Source excerpt =>
[start]
There are layers upon layers of meaning in these 12 verses of St Matthew’s Gospel.   In this rich mythology, there is a challenge to Herod and the worship of this world.   There are strands from the Old Testament and the wider culture of the ancient world.   There may be things which are fantastic and unbelievable in these myths, but we need to dig down to the truth within.   For me, it is a wonderful discovery to learn that the Magi may have their origin in an Order of Mystics, people who pray in silence and who hear the voice of Christ in the many rich religious traditions of the world.   Christ is the Light of the World; ‘I am everywhere’.   For me, there is an intuitive logic that Christ, the Logos, is present in all people and cultures.   When we go more deeply than rational doctrine, we encounter the Presence of the Sacred.
[end]
Photo object pointing records
[start]
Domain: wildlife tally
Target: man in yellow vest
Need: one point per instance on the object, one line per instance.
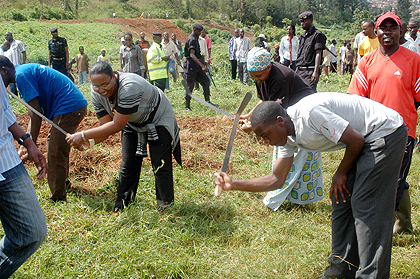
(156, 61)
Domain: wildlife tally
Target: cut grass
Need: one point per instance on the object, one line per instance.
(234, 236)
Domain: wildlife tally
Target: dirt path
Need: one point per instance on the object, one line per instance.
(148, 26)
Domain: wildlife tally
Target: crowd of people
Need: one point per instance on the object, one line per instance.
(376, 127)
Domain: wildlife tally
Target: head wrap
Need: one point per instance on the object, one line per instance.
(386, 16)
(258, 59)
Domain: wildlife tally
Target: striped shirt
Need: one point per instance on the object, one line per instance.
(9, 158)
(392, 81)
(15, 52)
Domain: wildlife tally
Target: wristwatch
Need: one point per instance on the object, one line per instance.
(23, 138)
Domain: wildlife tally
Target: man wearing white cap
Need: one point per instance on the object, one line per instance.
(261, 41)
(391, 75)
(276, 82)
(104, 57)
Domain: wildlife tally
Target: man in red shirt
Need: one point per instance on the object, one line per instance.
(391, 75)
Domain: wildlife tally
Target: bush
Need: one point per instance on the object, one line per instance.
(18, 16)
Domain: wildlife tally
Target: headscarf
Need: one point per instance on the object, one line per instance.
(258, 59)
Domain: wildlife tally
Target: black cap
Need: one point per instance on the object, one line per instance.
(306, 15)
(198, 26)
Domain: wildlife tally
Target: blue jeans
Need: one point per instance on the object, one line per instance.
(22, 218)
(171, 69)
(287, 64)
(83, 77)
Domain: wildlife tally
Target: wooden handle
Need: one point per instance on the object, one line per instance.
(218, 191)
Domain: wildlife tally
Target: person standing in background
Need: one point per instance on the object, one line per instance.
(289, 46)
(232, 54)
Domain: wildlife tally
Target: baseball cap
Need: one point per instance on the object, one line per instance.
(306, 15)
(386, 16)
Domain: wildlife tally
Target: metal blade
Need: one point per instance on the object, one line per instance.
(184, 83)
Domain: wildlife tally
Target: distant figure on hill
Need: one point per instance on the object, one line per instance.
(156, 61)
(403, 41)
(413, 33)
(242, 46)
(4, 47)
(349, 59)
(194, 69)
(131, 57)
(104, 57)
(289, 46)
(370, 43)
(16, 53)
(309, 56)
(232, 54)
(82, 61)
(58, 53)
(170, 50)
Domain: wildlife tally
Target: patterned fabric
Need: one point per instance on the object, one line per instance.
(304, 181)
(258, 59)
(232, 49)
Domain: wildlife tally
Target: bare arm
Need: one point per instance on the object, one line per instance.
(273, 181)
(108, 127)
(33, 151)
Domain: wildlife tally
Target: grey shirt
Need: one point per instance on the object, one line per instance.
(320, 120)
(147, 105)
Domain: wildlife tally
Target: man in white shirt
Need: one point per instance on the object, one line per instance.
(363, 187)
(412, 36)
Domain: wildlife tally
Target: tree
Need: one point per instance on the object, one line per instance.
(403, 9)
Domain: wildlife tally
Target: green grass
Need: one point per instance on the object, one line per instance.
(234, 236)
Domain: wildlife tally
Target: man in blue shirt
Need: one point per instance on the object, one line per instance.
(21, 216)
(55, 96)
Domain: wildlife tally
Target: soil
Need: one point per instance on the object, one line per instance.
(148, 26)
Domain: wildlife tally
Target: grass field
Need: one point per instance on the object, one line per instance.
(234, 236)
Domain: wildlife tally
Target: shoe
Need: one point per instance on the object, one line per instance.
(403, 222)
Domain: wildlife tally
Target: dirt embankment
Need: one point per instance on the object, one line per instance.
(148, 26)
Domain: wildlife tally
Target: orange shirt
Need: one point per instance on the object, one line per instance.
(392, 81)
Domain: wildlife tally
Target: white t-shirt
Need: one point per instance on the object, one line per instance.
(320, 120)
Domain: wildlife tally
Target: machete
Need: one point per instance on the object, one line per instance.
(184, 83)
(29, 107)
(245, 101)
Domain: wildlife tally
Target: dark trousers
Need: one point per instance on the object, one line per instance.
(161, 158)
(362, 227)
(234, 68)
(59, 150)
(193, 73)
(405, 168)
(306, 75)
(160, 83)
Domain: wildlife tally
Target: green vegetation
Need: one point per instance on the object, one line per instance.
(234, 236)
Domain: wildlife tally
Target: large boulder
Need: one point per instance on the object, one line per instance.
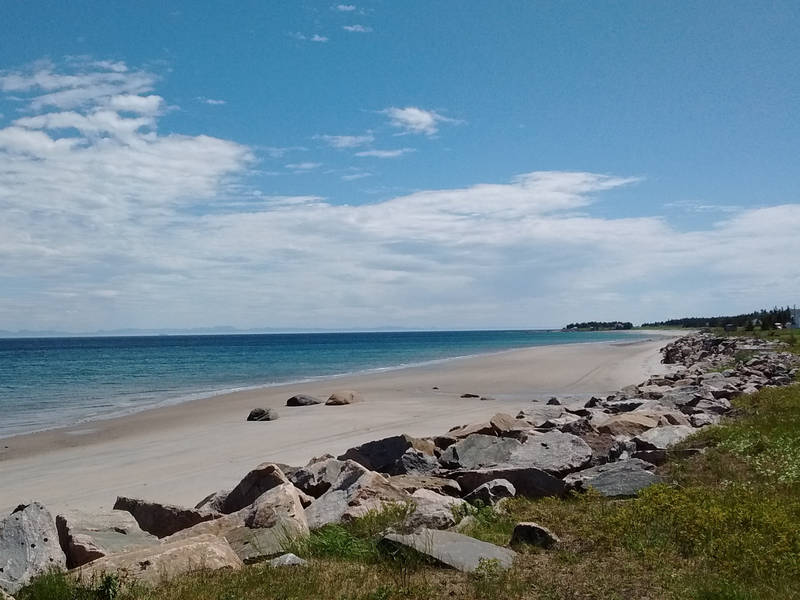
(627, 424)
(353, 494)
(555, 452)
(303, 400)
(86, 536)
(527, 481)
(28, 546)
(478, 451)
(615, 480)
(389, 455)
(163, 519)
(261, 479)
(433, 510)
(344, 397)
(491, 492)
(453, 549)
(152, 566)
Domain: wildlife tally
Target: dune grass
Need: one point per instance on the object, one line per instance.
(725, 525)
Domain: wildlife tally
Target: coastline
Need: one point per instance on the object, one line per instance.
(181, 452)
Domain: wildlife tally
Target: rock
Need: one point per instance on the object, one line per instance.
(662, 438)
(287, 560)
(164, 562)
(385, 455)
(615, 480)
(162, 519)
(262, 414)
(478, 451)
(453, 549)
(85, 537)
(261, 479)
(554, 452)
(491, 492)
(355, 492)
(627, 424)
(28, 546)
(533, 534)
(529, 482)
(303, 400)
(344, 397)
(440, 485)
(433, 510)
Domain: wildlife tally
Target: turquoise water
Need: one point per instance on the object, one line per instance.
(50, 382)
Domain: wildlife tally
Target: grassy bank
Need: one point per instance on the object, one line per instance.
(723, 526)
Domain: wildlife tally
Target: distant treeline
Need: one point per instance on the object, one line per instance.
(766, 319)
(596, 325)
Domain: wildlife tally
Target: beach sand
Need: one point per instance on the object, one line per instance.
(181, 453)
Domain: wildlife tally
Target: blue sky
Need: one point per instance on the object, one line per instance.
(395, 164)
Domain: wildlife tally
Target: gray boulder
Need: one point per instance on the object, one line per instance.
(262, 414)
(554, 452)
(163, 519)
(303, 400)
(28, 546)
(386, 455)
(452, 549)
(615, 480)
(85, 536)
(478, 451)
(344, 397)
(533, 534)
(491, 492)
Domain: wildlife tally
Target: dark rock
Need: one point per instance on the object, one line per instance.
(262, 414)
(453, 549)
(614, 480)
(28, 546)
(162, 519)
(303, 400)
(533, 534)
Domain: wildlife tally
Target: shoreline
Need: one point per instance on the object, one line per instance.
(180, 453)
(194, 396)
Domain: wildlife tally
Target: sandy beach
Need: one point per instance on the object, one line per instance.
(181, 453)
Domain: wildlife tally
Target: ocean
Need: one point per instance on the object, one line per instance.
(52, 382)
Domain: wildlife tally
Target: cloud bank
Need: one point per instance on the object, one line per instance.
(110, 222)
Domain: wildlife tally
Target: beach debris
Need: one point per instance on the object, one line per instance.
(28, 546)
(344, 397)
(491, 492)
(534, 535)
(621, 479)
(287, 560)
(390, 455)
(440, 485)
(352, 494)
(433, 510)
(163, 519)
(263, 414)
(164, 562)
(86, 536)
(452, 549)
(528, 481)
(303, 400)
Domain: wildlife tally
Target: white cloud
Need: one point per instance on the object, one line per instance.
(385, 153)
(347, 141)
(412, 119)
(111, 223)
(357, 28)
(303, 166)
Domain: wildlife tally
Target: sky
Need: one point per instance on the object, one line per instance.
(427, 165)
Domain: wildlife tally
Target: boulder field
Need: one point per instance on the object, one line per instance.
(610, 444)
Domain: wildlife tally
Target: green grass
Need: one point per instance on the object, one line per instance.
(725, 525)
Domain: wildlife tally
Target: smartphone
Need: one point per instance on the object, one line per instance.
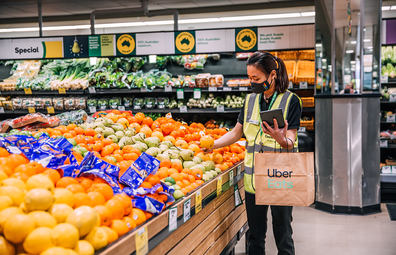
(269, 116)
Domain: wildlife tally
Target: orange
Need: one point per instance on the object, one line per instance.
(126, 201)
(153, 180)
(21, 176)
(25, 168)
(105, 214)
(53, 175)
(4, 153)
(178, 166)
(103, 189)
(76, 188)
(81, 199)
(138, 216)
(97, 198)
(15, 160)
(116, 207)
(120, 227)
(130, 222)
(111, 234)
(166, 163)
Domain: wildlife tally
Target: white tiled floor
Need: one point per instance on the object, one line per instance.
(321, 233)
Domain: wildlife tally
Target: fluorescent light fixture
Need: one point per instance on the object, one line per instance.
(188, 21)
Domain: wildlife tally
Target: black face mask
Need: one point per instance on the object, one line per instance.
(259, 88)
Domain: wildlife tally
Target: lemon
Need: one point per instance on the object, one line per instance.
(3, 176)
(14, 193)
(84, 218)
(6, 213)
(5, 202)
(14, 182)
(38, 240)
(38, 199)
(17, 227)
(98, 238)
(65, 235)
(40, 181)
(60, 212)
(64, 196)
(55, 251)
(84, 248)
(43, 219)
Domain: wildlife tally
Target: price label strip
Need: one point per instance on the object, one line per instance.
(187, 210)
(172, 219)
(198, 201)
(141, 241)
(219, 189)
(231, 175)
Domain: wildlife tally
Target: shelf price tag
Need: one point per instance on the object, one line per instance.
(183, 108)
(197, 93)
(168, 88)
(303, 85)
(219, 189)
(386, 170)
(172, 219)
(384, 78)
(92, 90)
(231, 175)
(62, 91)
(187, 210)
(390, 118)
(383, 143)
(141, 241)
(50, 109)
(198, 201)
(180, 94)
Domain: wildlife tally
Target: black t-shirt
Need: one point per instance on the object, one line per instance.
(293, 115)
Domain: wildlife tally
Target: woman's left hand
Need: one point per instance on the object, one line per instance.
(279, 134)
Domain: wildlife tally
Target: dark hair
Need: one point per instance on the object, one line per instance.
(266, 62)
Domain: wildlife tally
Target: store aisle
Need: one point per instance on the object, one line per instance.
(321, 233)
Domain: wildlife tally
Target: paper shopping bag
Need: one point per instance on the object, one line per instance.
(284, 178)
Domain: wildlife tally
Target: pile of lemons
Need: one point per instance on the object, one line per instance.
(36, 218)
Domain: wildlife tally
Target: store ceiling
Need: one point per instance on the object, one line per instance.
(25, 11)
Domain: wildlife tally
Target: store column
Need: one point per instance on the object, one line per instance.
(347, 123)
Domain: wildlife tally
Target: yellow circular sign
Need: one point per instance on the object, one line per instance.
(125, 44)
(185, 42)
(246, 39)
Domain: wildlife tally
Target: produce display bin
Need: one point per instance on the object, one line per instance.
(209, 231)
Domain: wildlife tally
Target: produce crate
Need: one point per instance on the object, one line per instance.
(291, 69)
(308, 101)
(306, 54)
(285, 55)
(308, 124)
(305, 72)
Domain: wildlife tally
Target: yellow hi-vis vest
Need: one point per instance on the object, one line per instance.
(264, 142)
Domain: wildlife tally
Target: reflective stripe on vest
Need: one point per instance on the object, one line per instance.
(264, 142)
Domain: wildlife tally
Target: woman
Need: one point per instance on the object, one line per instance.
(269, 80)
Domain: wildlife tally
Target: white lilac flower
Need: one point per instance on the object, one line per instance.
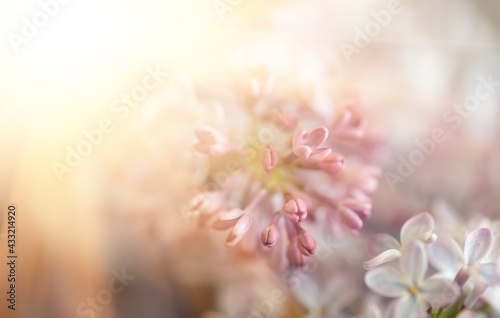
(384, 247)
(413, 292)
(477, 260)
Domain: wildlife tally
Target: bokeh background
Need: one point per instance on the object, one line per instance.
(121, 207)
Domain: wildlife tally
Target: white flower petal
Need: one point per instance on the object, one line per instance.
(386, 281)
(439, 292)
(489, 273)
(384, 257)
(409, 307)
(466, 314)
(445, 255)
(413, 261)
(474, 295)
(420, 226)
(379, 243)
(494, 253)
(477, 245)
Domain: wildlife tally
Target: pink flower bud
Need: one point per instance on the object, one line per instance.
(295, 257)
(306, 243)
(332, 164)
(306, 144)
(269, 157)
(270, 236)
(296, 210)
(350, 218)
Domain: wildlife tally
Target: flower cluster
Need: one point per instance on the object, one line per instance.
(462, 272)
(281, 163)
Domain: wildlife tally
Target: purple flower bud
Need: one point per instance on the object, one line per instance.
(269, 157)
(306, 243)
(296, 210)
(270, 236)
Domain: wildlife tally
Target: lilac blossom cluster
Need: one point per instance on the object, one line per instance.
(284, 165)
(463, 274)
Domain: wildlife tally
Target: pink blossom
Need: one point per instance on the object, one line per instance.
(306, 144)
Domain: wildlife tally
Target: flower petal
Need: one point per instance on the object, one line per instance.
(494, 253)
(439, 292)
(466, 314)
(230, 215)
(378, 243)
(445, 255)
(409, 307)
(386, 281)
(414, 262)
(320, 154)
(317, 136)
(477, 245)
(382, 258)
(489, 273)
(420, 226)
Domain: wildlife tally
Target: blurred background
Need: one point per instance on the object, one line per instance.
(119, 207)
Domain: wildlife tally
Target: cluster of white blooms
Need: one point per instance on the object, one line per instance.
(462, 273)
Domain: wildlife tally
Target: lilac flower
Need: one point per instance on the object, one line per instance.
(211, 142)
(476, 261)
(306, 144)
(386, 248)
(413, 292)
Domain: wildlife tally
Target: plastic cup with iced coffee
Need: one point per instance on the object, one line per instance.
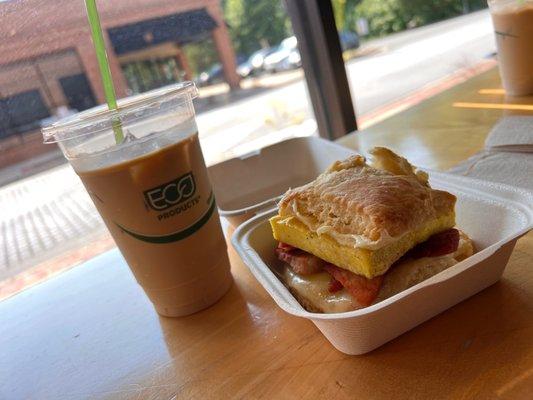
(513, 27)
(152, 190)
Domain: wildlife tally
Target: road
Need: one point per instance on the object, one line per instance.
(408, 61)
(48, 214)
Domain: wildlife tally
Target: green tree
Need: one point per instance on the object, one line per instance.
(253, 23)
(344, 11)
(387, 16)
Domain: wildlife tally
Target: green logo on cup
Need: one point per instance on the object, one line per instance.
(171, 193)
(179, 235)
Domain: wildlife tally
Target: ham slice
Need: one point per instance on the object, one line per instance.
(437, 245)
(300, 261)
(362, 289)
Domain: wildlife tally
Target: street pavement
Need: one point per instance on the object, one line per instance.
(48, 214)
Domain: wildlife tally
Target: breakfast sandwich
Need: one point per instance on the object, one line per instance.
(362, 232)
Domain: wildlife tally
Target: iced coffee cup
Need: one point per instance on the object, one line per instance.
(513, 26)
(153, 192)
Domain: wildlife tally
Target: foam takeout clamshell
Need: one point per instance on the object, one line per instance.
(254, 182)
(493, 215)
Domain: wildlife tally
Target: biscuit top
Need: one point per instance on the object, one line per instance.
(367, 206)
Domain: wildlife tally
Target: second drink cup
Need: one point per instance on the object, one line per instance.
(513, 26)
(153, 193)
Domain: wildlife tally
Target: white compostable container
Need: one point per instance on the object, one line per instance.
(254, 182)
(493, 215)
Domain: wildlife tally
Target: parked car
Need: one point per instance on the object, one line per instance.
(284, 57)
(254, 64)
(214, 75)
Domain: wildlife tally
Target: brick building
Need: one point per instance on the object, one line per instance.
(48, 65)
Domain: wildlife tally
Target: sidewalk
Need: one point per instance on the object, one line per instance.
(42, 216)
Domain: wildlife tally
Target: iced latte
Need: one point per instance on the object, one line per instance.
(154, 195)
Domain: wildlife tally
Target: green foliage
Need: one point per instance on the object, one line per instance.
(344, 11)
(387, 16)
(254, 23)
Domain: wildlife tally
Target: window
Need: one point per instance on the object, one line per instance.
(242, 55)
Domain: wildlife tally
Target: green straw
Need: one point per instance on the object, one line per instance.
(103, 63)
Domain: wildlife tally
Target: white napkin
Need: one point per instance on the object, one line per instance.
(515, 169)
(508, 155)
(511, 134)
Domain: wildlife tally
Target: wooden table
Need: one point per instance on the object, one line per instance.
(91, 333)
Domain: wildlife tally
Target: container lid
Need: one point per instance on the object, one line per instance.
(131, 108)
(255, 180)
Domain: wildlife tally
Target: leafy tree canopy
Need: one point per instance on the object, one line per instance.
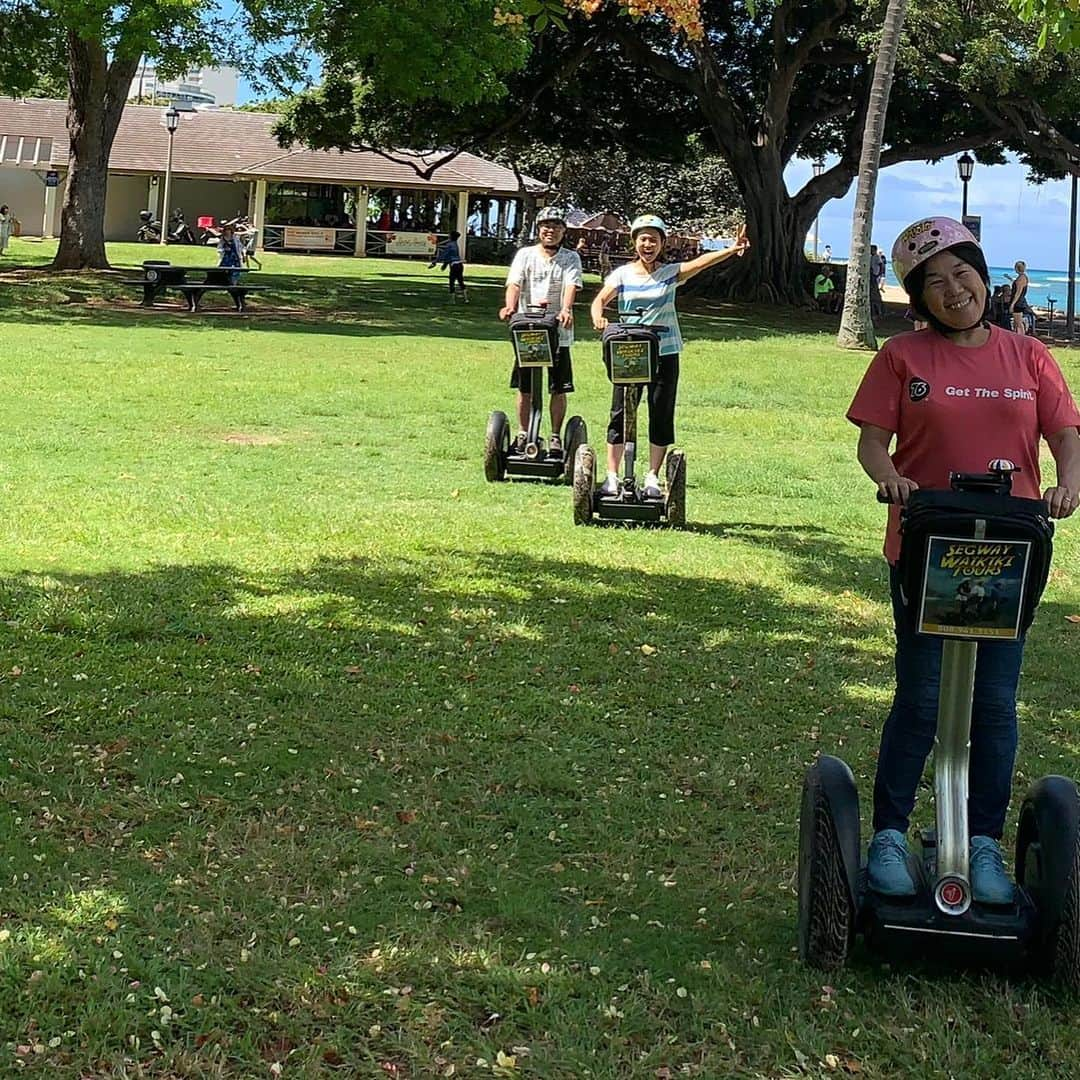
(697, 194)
[end]
What to work on =>
- 1) Why, according to the excerpt on Matthew's Gospel, do we need to dig down into the myths in these verses?
- 2) Identify every line of the records that contains the word "petal", and copy each of those lines.

Solution set =>
- 1) The myths may contain things that are fantastic and unbelievable. Digging down lets us reach the truth within them.

- 2)
Target: white flower petal
Target: flower petal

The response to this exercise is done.